Write every record out again exactly as shown below.

○ ○ ○

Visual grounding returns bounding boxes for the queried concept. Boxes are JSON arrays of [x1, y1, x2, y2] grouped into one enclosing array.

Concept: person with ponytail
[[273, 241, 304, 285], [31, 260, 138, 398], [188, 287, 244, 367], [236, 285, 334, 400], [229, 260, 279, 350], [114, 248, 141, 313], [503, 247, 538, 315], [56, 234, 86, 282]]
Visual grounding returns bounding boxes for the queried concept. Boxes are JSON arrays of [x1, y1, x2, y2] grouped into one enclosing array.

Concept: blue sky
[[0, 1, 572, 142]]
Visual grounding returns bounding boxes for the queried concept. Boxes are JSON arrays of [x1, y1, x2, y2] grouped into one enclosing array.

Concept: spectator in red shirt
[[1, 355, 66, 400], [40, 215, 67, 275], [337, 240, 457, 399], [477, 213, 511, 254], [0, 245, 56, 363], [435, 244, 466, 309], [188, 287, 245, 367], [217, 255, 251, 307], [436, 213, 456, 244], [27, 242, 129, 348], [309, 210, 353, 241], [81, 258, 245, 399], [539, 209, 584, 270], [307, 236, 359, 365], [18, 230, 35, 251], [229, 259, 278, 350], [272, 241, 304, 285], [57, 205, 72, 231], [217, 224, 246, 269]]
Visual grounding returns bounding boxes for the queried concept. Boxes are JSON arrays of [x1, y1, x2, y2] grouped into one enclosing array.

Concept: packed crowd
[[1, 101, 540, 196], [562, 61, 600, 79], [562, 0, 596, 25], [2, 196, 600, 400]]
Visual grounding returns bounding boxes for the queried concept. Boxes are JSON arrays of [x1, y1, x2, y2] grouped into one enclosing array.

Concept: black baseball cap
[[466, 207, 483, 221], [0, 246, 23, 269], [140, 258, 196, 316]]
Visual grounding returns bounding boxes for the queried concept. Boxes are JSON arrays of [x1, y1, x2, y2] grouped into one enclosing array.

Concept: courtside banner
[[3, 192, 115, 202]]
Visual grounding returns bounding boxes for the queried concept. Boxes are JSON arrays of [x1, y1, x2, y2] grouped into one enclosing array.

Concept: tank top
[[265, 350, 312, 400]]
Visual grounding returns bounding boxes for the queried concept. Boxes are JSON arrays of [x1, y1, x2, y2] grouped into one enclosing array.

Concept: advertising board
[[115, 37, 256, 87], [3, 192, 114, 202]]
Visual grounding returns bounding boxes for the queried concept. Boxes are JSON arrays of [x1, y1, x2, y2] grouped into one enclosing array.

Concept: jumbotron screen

○ ○ ○

Response area –
Visual grounding returns bounding boxes for the queried concept. Boxes are JSON arrays of [x1, y1, x2, y2] grouped into one enclosing array.

Concept: person with ponytail
[[273, 241, 304, 285], [31, 260, 138, 398], [188, 287, 244, 367], [236, 285, 334, 400], [229, 260, 279, 350], [114, 248, 141, 313], [503, 247, 538, 315], [56, 234, 86, 282]]
Visual grounding returns bounding boxes for the queried concept. Boxes are JSON arrays of [x1, y1, x2, y2] grouped into one enclosing array.

Concept: blue sky
[[0, 1, 572, 142]]
Visual grounding returns bounding boxes for the queried concept. Boxes are JSON arrays of [x1, y1, x2, y2] grouped into one enclosing array.

Concept: spectator in red shirt
[[1, 355, 66, 400], [40, 215, 67, 275], [337, 240, 457, 399], [477, 213, 511, 254], [0, 245, 56, 363], [435, 244, 466, 309], [188, 287, 245, 367], [217, 255, 251, 307], [436, 213, 456, 244], [27, 242, 129, 348], [309, 210, 353, 241], [81, 258, 245, 399], [539, 209, 584, 270], [307, 236, 359, 365], [18, 230, 35, 251], [229, 259, 278, 350], [272, 241, 304, 285], [57, 205, 72, 231], [217, 224, 246, 269]]
Visual grounding returns bounding boxes for the queried concept. Boxes are JSON arrays of [x1, y1, x2, y2] grouped into one enclosing array.

Concept: packed crowd
[[1, 101, 540, 196], [562, 61, 600, 79], [562, 0, 596, 25], [2, 196, 600, 400]]
Visual grounding returns bounding boxes for the queried concept. Boxes are JSON arrays of [x1, y1, x2, y2] grouped into one enclosing array.

Concept: black baseball cap
[[466, 207, 483, 221], [0, 246, 23, 269], [140, 258, 196, 316]]
Visual grounding returns bounding boxes for the queried concept. Boxes are JSON arrays of [x1, y1, x2, y2] grouped into one enclosing array.

Concept: courtside banner
[[3, 192, 115, 202]]
Visual grounding returns bounding boxes for the queried concept. Boxes are JSON arrays of [x1, y1, x2, y2] grouped into one enclosing array.

Concept: tank top
[[265, 350, 312, 400]]
Visual grounding returns bounding boxes for the queried concept. Boxes are JSON arrays of [x1, y1, x2, y2] grouped into one enclosing array.

Concept: advertising board
[[115, 37, 256, 87], [3, 192, 114, 202]]
Visual grounding returns bounding boxes for the queried concept. Boxes are JSON arrays of [x1, y1, x2, y2] grouped into one enclosing array.

Concept: jumbotron screen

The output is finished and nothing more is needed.